→ **Required work**
Could you please retype all of the entries exactly as they appear?

•••

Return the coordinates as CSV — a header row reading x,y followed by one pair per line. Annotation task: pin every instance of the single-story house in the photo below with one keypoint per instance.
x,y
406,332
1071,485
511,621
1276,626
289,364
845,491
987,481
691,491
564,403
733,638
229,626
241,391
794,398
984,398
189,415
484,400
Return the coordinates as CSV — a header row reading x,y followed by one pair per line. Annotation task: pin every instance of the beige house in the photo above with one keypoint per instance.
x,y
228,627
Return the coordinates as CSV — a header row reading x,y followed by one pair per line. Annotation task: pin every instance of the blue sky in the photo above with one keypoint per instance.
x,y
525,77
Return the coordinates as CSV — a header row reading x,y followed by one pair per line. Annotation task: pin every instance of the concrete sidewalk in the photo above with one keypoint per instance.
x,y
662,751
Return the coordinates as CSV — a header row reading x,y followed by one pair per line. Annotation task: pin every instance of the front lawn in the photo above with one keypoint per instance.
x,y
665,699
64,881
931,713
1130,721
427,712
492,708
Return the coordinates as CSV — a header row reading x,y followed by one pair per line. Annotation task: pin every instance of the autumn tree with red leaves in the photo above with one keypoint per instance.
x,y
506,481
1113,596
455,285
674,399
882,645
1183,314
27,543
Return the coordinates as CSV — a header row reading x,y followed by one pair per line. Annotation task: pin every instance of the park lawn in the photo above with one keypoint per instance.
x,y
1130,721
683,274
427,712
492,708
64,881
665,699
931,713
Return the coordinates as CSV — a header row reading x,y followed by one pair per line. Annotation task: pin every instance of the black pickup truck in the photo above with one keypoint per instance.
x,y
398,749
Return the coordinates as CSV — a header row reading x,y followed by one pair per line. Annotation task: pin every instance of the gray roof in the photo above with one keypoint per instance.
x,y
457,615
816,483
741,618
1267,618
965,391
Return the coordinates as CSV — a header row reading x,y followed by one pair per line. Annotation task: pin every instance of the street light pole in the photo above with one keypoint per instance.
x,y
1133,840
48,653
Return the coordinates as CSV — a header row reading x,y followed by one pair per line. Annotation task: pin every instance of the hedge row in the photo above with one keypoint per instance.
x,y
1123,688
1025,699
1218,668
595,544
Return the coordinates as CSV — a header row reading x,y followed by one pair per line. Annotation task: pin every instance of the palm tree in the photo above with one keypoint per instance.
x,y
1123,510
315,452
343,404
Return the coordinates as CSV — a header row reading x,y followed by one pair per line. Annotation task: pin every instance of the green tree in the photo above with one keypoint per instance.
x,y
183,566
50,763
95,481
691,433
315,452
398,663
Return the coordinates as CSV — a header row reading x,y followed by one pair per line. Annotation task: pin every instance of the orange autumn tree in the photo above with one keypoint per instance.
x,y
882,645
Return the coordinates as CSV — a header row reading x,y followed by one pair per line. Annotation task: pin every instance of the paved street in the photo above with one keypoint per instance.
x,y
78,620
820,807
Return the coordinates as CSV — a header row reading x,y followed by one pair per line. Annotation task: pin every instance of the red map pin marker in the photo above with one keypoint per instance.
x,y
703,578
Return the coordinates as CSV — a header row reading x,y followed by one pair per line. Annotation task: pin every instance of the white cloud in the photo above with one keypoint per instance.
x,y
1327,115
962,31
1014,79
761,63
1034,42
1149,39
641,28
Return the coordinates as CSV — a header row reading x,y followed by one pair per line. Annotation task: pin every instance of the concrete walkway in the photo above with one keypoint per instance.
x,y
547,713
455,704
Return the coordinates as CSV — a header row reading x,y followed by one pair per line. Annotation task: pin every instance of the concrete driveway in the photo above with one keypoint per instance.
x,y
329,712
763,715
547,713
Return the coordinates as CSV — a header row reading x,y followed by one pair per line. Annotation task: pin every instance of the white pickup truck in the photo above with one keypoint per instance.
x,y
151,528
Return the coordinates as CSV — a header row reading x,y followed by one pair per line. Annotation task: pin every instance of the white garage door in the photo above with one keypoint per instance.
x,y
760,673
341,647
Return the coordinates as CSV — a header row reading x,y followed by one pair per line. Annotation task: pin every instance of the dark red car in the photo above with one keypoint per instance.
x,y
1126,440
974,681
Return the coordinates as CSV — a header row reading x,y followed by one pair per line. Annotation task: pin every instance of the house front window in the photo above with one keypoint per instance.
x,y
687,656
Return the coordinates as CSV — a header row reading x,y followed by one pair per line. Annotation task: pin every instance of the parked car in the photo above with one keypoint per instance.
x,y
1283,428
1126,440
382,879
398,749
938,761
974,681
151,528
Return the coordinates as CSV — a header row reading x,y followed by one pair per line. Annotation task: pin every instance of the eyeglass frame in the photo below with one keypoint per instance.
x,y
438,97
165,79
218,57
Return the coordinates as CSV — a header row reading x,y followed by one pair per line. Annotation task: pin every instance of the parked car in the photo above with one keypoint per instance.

•••

→ **Output of the exercise**
Return the coordinates as CSV — a header row reading x,y followed by one pair per line. Annotation task: pin every instance of the single-story house in the photo below with one keypoint per instance.
x,y
406,332
1071,485
511,621
1276,626
289,364
845,491
987,481
691,491
564,403
733,638
229,626
241,391
794,398
984,398
189,415
484,400
Return the coordinates as CSV — a header row reading x,y followed by one pair per line. Annotation task: pin every instance of the beige house in the photo above with one keypoint per instance.
x,y
228,627
Return the coordinates as CSV — a header row reading x,y followed by one pair per line. Annotation task: pin every instance of the blue sky in the photo above with one keypoint per instance.
x,y
525,77
Return the coordinates as CSV — a header row reading x,y followed by one pair per line. Annotation task: pin every instance of the concrete sidewalk in the photo above with one keypoint per instance.
x,y
662,751
Return the coordinates as CSV — a header row reading x,y followed by one pair per line. Annotation task: pin every instance of the front lawn in the photo above with one keypoint per instance.
x,y
665,699
64,881
931,713
1130,721
427,712
492,708
Return the coordinates as CSV — a header row reading x,y followed by one pair per line. Annotation task: pin every instance of the autumn tree with red leaves in the photo above with one keypoint per instance.
x,y
506,481
1113,596
455,285
674,399
882,645
1183,314
27,543
Return the coordinates as CSV — a header row reading x,y followed by one pair per line. Annotation task: pin every instance of the park lawn in the photo above with one keypoint per instance.
x,y
1130,721
683,274
427,712
492,708
64,881
665,699
931,713
Return the coordinates as CSV — a header row reading x,y followed by one pair per line. Annotation task: pin every instance of the black pickup truck in the photo above with one keypoint per instance.
x,y
398,749
Return the coordinates as CSV — a header row reading x,y followed by one pair per line. Annotation task: pin every instance of the gray roof in the photo above with one keypoint per instance.
x,y
457,615
816,483
741,618
1267,618
965,391
Return the coordinates as CSV — a header row reading x,y followed by one pair per line. Annotation task: pin every instance of the street light pole in the photo above with one keypoint per instance.
x,y
1133,840
48,653
Return the coordinates as CSV — a header row reading x,y followed by one pair per line. Annotation task: pin every instance of the hedge row in the photo above with one keypoint per instance.
x,y
1123,688
1025,699
1218,668
595,544
Return the coordinates as CSV — a header row reading x,y followed by one pair per line. Annotation task: pin every instance of the palm tree in the photo above with one keypoint per instance.
x,y
1123,510
315,452
343,404
Return the coordinates as CSV — a header row reading x,y followed by one pair per line. Annotation task: pin every instance of the green tree in the photo above with one keypoint per instance.
x,y
183,566
50,763
95,481
691,433
315,452
398,663
Return the coordinates as CSV — a header row reading x,y followed by one pair per line. Annotation task: pin every instance of the orange autumn tree in the photo above with one keypoint per instance.
x,y
882,645
Return the coordinates as CSV — a header row reading x,y followed by one pair per line. Annotation task: pin every instance of the paved street in the photo above with one keypoint per instance.
x,y
78,620
820,807
Return the coordinates as CSV — a header row reading x,y followed by one pair per line. Annotation task: pin every instance of the red map pin marker in the photo above with one keypoint per instance.
x,y
703,578
Return the coordinates as CSV — a header row reading x,y followed by one pair per line. Annotation task: pin every instance of the white cloud in the photo above with one keypoint per instance.
x,y
1327,115
962,31
1014,79
761,63
1034,42
1149,39
641,28
Return the coordinates as CSV — a header row reading x,y followed by one pair per line. Annotation task: pin every instance of the concrete walkway in the photo above with one keypoint per instance.
x,y
547,713
455,704
Return the coordinates as CSV — a header row reading x,y followed by one pair per line. Annotation task: pin every instance of the concrete driveway in the photo above with one keypoint per instance.
x,y
329,712
763,715
547,713
Return the coordinates as CSV — a header row reading x,y followed by one pair per line. Annotation task: pin every instance of the white pickup truck in the photo above with one keypoint per instance.
x,y
151,528
Return the coordinates as CSV — a header row reading x,y followed by one pair per line. Annotation task: pin every instance of the white garage door in the photo above with one keypoint per instance.
x,y
760,673
341,647
Return the coordinates as CSV — a header row reading x,y followed by one pair per line. Annotation task: pin every instance of the dark red car in the photo above with one keypoint per instance.
x,y
1126,440
974,681
Return the coordinates as CSV — a header row reading x,y followed by one pair per line. Annotation task: pin every instance of the house front window in the photo above with one keypoint per instance.
x,y
687,656
Return the coordinates as CSV — a header row reading x,y followed by one pair per line. Annotation task: pin every instance of the parked car in the photo above with one keypoint per instance.
x,y
1283,428
1126,440
382,879
398,749
938,761
974,681
151,528
Return the coordinates as CSV — a header row reading x,y followed by one pair per line. Annotation task: pin every instance of the eyeglass frame in the photo below with one keypoint per instance.
x,y
438,97
165,79
218,57
Return the coordinates as CSV — a header row reading x,y followed by one pair per line. Annotation task: pin every instance of the parked car in the photo above with one keypoint per instance.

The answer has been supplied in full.